Extrait choisi »
Par Michel Derdevet, Président de Confrontations Europe
Ce mercredi 10 septembre, Ursula von der Leyen a présenté son cinquième discours sur l’Etat de l’Union devant les députés européens réunis à Strasbourg. Cela fait d’elle la Présidente de la Commission européenne ayant été confrontée le plus de fois à cet exercice politique essentiel, véritable marqueur du début de l’année parlementaire.
Cependant, il est notable de voir que la Présidente de la Commission s’est écartée, cette année, de la structure traditionnelle de son discours en consacrant près des trois-quarts de celui-ci à la politique étrangère et la défense commune. On notera qu’à cette occasion, elle s’est montrée beaucoup plus ferme sur la question de la guerre menée dans la bande de Gaza, critiquant en creux le manque d’unanimité des États, amorçant ici un changement par rapport aux positions passées, beaucoup plus « timorées », notamment de la part de la Haute représentante pour la politique étrangère, Kaja Kallas.

Consigne A »
Recopiez tout ce qui va de « Cependant, il est » jusqu'à « étrangère, Kaja Kallas. » dans l'extrait sur le discours de l'État de l'Union, en remplaçant « trois-quarts » par « deux tiers ».
Consigne B »
Reproduisez mot pour mot, sans la moindre modification, l'ensemble des enregistrements qui suivent.

Enregistrements conservés d'une collection:
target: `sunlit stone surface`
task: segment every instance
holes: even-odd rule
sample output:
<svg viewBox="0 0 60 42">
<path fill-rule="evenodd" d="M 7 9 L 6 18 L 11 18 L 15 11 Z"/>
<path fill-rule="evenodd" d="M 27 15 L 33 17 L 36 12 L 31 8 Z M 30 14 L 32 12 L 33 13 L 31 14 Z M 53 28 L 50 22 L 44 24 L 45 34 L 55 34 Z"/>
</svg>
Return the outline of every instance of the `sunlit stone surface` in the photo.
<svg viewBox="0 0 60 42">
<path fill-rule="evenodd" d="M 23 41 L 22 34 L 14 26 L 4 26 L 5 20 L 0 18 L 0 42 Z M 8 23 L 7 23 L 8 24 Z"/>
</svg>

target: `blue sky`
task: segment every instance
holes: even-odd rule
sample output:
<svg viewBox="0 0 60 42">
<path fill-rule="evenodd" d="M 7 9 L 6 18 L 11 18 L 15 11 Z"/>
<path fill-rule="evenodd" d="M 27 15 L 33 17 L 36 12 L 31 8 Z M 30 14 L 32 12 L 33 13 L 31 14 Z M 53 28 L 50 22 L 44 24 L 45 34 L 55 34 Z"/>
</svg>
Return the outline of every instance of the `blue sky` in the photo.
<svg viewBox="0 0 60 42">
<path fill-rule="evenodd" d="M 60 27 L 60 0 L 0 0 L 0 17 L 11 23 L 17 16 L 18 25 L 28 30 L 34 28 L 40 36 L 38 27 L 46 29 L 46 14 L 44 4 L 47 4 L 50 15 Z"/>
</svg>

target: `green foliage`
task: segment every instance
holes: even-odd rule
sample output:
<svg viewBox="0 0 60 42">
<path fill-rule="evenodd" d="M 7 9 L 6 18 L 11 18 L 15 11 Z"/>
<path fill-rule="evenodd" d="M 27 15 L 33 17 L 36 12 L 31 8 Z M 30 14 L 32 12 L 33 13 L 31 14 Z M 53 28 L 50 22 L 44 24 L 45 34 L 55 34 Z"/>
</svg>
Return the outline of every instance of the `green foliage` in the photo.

Réponse correcte A »
Cependant, il est notable de voir que la Présidente de la Commission s’est écartée, cette année, de la structure traditionnelle de son discours en consacrant près des deux tiers de celui-ci à la politique étrangère et la défense commune. On notera qu’à cette occasion, elle s’est montrée beaucoup plus ferme sur la question de la guerre menée dans la bande de Gaza, critiquant en creux le manque d’unanimité des États, amorçant ici un changement par rapport aux positions passées, beaucoup plus « timorées », notamment de la part de la Haute représentante pour la politique étrangère, Kaja Kallas.

Réponse correcte B »
target: `sunlit stone surface`
task: segment every instance
holes: even-odd rule
sample output:
<svg viewBox="0 0 60 42">
<path fill-rule="evenodd" d="M 7 9 L 6 18 L 11 18 L 15 11 Z"/>
<path fill-rule="evenodd" d="M 27 15 L 33 17 L 36 12 L 31 8 Z M 30 14 L 32 12 L 33 13 L 31 14 Z M 53 28 L 50 22 L 44 24 L 45 34 L 55 34 Z"/>
</svg>
Return the outline of every instance of the `sunlit stone surface` in the photo.
<svg viewBox="0 0 60 42">
<path fill-rule="evenodd" d="M 23 41 L 22 34 L 14 26 L 4 26 L 5 20 L 0 18 L 0 42 Z M 8 23 L 7 23 L 8 24 Z"/>
</svg>

target: `blue sky`
task: segment every instance
holes: even-odd rule
sample output:
<svg viewBox="0 0 60 42">
<path fill-rule="evenodd" d="M 7 9 L 6 18 L 11 18 L 15 11 Z"/>
<path fill-rule="evenodd" d="M 27 15 L 33 17 L 36 12 L 31 8 Z M 30 14 L 32 12 L 33 13 L 31 14 Z M 53 28 L 50 22 L 44 24 L 45 34 L 55 34 Z"/>
</svg>
Return the outline of every instance of the `blue sky` in the photo.
<svg viewBox="0 0 60 42">
<path fill-rule="evenodd" d="M 60 27 L 60 0 L 0 0 L 0 17 L 11 23 L 17 16 L 18 25 L 28 30 L 34 28 L 40 36 L 38 27 L 46 29 L 46 14 L 44 4 L 47 4 L 50 15 Z"/>
</svg>

target: `green foliage`
task: segment every instance
holes: even-odd rule
sample output:
<svg viewBox="0 0 60 42">
<path fill-rule="evenodd" d="M 7 9 L 6 18 L 11 18 L 15 11 Z"/>
<path fill-rule="evenodd" d="M 27 15 L 33 17 L 36 12 L 31 8 Z M 30 14 L 32 12 L 33 13 L 31 14 Z M 53 28 L 50 22 L 44 24 L 45 34 L 55 34 Z"/>
</svg>
Return the outline of every instance of the `green foliage` in the photo.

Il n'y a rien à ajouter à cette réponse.